**GIVEN REQUEST:** Could you carry the news report on the fighting in eastern Ukraine forward from its final sentence?

**PROVIDED TEXT:**
*****

Ukrainian troops, on the defensive for months, will soon counterattack as Russia's offensive looks to be faltering, a commander said, but President Volodymyr Zelenskiy warned that without a faster supply of arms the war could last years.
The Ukrainian military said early on Friday that 1,020 Russian troops had been killed over the previous 24 hours as they launched unsuccessful attacks on the towns of Lyman, Avdiivka, Mariinka, and Shakhtarske. But their main focus was still the mining town of Bakhmut.
"The enemy has not stopped its assault of Bakhmut," Ukraine's General Staff in a report.
Russian forces have for months been trying to capture Bakhmut as they seek to extend their control over eastern Ukraine, in Europe's deadliest infantry battle since World War Two.
Ukrainian forces have held them off, as they did again in Avdiivka, Mariinka and Shakhtarske, among the 80 Russian attacks that Ukrainian defenders repelled over the past day, the military said.
There was no immediate word from Russia on the latest fighting and Reuters could not verify the battlefield reports.
Ukraine's top ground forces commander Oleksandr Syrskyi said earlier his forces would soon begin a counter offensive after withstanding Russia's winter campaign.
He said Russia's Wagner mercenaries, who have been at the front of Moscow's assault on eastern and southern Ukraine, "are losing considerable strength and are running out of steam".
"Very soon, we will take advantage of this opportunity, as we did in the past near Kyiv, Kharkiv, Balakliya and Kupiansk," he said, listing Ukrainian counteroffensives last year that recaptured swathes of land.

*****

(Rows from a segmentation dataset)
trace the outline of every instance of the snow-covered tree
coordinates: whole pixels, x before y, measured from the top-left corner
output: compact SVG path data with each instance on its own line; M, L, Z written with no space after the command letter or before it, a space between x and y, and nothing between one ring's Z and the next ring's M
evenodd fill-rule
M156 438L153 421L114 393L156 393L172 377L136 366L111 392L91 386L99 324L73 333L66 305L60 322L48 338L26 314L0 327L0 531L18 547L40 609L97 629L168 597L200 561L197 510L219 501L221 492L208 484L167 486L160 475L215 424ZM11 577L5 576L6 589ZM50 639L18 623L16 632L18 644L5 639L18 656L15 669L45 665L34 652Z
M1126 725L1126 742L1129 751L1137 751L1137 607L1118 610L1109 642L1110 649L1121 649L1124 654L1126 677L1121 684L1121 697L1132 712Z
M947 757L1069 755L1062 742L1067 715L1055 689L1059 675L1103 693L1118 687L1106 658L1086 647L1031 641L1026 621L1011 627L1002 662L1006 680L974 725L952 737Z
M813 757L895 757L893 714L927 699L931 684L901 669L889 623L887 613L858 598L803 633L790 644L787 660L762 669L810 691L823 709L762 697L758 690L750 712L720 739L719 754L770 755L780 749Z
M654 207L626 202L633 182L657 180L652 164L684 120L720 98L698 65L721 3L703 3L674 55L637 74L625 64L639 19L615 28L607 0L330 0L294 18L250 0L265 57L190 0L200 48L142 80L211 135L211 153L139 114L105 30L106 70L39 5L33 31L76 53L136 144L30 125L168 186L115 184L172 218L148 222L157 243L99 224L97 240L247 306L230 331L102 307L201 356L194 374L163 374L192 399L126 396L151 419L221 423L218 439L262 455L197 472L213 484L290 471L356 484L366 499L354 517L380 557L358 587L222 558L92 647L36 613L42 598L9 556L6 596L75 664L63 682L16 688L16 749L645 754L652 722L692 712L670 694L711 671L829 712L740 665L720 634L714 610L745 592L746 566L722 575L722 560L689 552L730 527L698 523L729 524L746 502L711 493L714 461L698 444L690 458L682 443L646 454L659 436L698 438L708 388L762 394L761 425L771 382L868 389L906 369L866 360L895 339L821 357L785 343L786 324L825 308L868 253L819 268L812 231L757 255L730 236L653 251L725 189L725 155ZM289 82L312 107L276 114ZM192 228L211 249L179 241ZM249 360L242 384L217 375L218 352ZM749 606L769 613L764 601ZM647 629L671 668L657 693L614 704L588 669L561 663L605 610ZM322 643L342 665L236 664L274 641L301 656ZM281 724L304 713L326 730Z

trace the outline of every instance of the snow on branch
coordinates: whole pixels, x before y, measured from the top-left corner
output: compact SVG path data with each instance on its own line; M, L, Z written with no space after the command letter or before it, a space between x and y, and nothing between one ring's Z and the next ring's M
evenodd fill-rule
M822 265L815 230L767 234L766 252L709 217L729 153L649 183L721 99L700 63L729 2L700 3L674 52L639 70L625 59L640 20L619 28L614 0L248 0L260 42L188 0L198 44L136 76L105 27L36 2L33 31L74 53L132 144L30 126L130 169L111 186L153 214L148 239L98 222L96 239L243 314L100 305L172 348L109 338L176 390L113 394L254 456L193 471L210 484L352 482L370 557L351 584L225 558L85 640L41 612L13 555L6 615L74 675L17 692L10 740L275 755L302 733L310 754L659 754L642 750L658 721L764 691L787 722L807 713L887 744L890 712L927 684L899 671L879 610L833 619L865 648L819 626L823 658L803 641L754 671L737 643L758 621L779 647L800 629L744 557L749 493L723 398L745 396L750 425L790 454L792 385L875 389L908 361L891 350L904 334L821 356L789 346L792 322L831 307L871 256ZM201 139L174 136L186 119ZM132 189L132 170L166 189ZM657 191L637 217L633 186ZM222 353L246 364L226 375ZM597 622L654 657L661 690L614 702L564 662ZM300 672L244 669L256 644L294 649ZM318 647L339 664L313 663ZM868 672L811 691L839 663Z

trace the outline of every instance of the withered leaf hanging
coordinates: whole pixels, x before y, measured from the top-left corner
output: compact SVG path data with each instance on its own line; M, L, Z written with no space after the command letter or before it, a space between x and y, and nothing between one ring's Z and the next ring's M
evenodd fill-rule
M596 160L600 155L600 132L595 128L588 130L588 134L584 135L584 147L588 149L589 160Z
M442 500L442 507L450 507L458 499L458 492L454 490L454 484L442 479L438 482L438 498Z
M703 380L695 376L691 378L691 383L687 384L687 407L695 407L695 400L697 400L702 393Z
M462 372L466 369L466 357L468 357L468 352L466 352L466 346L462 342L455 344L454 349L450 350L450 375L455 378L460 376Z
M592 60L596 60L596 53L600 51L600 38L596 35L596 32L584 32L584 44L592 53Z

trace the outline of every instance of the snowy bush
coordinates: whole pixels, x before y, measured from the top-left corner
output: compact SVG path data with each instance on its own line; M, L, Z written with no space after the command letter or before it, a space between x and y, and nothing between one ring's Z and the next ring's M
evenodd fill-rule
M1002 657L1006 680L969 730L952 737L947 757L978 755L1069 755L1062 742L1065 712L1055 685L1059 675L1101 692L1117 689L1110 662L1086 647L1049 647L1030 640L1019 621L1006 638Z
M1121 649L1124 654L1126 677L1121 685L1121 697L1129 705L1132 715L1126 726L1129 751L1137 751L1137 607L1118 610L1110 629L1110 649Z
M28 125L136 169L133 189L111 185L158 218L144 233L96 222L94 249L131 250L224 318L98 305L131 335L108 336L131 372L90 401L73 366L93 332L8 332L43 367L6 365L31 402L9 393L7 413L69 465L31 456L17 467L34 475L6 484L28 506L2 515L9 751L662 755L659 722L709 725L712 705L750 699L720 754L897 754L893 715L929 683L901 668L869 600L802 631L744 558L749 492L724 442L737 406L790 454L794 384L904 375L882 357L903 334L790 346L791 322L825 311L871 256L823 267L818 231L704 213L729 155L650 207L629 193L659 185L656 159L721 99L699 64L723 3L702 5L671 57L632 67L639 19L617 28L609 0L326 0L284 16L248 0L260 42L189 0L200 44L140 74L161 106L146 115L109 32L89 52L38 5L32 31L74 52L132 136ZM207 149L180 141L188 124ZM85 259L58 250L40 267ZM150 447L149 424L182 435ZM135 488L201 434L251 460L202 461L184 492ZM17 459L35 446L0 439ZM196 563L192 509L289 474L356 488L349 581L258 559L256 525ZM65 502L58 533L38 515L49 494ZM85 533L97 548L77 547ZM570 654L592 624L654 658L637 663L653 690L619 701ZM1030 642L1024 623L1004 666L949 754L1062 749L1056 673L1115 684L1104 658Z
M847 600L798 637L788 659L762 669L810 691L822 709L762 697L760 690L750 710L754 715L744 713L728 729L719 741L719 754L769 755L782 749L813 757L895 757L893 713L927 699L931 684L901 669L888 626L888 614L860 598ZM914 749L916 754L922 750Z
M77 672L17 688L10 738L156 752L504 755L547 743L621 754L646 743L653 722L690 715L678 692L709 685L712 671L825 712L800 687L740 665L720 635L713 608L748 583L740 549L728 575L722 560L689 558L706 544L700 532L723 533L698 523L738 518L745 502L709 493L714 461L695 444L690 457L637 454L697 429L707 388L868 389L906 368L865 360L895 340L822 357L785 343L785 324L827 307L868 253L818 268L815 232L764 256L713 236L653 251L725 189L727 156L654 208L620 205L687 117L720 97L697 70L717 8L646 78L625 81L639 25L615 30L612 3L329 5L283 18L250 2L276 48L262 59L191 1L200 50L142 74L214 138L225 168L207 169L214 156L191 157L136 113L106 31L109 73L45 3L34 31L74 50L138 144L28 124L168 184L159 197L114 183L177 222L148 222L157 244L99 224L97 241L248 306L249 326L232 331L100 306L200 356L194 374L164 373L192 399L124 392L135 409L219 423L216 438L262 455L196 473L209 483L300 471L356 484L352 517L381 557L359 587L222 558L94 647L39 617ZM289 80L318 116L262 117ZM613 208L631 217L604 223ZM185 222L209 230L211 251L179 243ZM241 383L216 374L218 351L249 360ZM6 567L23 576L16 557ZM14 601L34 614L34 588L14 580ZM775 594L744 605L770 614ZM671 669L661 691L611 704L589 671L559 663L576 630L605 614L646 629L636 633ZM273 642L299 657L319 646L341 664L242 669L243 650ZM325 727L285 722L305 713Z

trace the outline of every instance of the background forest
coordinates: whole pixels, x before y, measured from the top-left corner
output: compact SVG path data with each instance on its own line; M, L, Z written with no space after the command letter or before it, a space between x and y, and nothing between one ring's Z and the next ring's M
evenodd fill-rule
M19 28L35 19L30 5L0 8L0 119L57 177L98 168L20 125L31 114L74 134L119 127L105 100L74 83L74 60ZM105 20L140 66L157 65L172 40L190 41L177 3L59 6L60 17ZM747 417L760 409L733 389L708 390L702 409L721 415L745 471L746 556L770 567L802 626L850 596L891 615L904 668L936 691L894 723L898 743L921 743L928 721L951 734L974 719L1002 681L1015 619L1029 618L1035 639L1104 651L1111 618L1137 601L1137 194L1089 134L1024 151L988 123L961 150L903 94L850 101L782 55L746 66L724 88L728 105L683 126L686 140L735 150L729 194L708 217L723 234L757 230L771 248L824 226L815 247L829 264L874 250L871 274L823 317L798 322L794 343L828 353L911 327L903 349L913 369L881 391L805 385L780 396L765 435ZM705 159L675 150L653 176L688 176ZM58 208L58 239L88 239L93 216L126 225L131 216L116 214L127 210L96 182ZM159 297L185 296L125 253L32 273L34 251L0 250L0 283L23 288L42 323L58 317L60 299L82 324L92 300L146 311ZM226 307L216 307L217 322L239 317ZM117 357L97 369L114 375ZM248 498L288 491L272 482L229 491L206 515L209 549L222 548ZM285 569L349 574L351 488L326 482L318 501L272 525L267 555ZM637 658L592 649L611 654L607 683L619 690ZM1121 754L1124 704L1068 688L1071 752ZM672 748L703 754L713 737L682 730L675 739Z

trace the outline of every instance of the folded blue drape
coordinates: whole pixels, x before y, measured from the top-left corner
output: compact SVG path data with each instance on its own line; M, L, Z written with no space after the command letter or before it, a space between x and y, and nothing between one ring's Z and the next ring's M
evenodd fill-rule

*****

**OUTPUT OF THE EXERCISE:**
There was no immediate response from Moscow to suggestions its forces in Bakhmut were losing momentum, but Wagner boss Yevgeny Prigozhin issued statements in recent days, warning of a Ukrainian counterassault.
Reuters journalists near the front north of Bakhmut saw signs consistent with the suggestion that the Russian offensive in the area could be waning. At a Ukrainian-held village west of Soledar, on Bakhmut's northern outskirts, the intensity of the Russian bombardment noticeably lessened from two days earlier.
"It was really hot here a week ago, but in the last three days it has been more quiet," said a Ukrainian soldier who used the call sign "Kamin", or "Stone".
"We can see this in the enemy's air strikes. If before there were five-six air raids in a day, today we had only one helicopter attack," said the soldier.
Zelenskiy said Europe must increase and speed up its supply of weapons, again calling for long-range missiles, ammunition and modern aircraft, and impose additional sanctions on Russia.
"If Europe waits, the evil may have time to regroup and prepare for years of war," a clearly frustrated Zelenskiy said on Thursday in a video address to European Union leaders, delivered from a train.
At the EU summit, leaders approved a plan agreed by foreign ministers on Monday to send 1 million artillery shells to Ukraine over the next year. They also discussed global food security and sanctions on Russia.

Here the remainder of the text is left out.